SUPPLIED DATA =
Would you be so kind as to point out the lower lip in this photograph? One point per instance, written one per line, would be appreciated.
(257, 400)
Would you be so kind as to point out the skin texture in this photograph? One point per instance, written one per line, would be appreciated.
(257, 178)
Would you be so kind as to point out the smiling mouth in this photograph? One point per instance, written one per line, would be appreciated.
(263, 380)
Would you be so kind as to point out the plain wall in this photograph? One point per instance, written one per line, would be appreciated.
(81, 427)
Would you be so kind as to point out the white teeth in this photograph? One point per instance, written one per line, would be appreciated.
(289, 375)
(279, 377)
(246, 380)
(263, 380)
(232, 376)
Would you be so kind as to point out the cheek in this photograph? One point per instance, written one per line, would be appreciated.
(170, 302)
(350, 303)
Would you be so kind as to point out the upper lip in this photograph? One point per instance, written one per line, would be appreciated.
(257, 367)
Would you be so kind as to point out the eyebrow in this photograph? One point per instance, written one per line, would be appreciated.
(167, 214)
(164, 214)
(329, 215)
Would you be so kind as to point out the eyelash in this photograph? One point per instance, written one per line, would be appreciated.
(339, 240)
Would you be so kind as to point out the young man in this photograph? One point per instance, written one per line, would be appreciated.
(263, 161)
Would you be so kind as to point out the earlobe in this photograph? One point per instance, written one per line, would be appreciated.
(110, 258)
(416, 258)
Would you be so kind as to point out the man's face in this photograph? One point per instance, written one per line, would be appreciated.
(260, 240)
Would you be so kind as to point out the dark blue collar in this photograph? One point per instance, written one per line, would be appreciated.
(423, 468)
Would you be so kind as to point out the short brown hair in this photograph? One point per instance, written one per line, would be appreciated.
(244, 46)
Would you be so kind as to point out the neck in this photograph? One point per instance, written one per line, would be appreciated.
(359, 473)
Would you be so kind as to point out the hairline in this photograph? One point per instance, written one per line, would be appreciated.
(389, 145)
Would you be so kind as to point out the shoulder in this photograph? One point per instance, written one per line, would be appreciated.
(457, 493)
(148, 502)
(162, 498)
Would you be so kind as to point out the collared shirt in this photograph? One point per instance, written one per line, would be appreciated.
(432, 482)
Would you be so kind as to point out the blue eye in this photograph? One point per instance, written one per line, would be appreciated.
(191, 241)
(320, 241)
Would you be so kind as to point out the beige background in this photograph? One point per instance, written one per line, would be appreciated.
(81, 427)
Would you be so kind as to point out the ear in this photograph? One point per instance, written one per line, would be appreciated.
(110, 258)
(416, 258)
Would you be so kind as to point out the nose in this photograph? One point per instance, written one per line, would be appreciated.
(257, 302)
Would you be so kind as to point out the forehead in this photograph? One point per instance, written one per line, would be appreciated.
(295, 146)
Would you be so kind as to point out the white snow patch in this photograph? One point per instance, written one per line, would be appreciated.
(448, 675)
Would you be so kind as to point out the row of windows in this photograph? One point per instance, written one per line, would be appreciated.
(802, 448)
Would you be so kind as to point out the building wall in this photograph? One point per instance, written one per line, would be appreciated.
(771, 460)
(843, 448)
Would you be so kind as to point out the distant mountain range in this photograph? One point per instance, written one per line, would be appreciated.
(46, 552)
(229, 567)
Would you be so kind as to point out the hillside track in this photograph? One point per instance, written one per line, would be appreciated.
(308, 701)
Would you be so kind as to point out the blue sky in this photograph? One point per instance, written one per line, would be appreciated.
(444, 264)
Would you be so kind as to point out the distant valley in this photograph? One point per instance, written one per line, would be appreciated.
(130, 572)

WHAT IS REQUIRED =
Every line of the data should be copied exactly.

SOLUTION TO THIS EXERCISE =
Would you be so kind as to point out the lower lip in this photograph? One point per instance, written one per line, would be appreciated.
(257, 400)
Would you be so kind as to point out the skin texture in this photograph? One point per instance, written one per line, would be appreciated.
(257, 178)
Would you be so kind as to point out the smiling mouth in this photograph? One point per instance, written one per line, would be appreciated.
(263, 380)
Would you be so kind as to point out the plain wall in this photograph? One point per instance, written one per line, would be appreciated.
(81, 427)
Would you be so kind as to point out the white teeth in this photograph? One point per instance, written one per line, would be appreciated.
(289, 375)
(279, 377)
(246, 380)
(263, 380)
(232, 376)
Would you be so kind as to point out the cheek in this photograph? One point per instance, written one per line, would be appreciated.
(170, 302)
(350, 303)
Would you be so kind as to point out the upper lip in this photograph? One point per instance, written one per line, would be appreciated.
(257, 367)
Would you be so kind as to point out the eyebrow in this photograph? One point per instance, written one per line, would be appreciated.
(167, 214)
(164, 214)
(329, 215)
Would you be so kind as to point out the eyelash in this photograph? One point per instance, written one per line, would be appreciated.
(339, 240)
Would you be so kind as to point out the young man in this photograph? One point per instance, written one per line, would be appreciated.
(263, 161)
Would you be so kind as to point out the earlobe in this photograph? One point per instance, written one per line, would be appreciated.
(110, 258)
(416, 258)
Would you be so kind as to point out the man's face in this photograph? One point per instance, written one per line, would be appreciated.
(260, 240)
Would you be so kind as to point out the dark blue collar in this photograph? One point per instance, written one per line, would be appreciated.
(423, 468)
Would you be so kind as to point out the short brown hair in this photograph? One point per instance, written one per line, would be appreciated.
(244, 46)
Would you be so kind as to point out the neck in this photograph? One point per instance, written one per line, would be appreciated.
(359, 473)
Would you be so kind as to point out the hairline in this photograph? One point per instance, written one per line, would be appreciated.
(389, 145)
Would you be so kind as to point out the shoulder in this photograph? One point per instance, written one per line, would be appreciated.
(457, 493)
(148, 502)
(162, 498)
Would you be so kind as to point out the collared shirt in this photograph? One point per instance, written one per line, would be appreciated.
(432, 482)
Would you be so kind as to point out the blue eye in this photograph? One point per instance, written one per line, would be appreciated.
(191, 241)
(320, 241)
Would you be so kind as to point out the beige background in this photograph? One point per instance, written one per line, would be appreciated.
(81, 427)
Would you be so kind as to point out the ear in this photograph? One point per instance, written one per line, would be appreciated.
(110, 258)
(416, 258)
Would you be so kind as to point out the nose in this photograph? One point per instance, written one per line, would be appreciated.
(257, 302)
Would you be so kind as to point out the forehead in this photograph? One point per instance, written one per line, would be appreciated.
(295, 146)
Would you be so kind as to point out the white snow patch in this photograph? One point per instance, written one per line, would be appreciated.
(448, 675)
Would you be so kind as to point out the row of windows in this photograph? One point per instance, written one per line, would be appreciated.
(802, 448)
Would you be so kind as to point out the building wall in this photograph? One point per instance, written one per line, would be appreciated.
(771, 460)
(843, 448)
Would you be so kind as to point out the distant mountain range in this photograph? One point per instance, written one per line, would be appreciated.
(46, 552)
(229, 567)
Would you be so kind as to point out the hillside track in this photograph? One point per instance, written one per line, would be appreciated.
(308, 701)
Would you be so kind as to point out the blue sky in this photograph? One point per instance, written one per line, would be appreciated.
(444, 264)
Would you be so kind as to point out the distant valley in this photograph? One point per instance, written one per line, would be appreciated.
(130, 572)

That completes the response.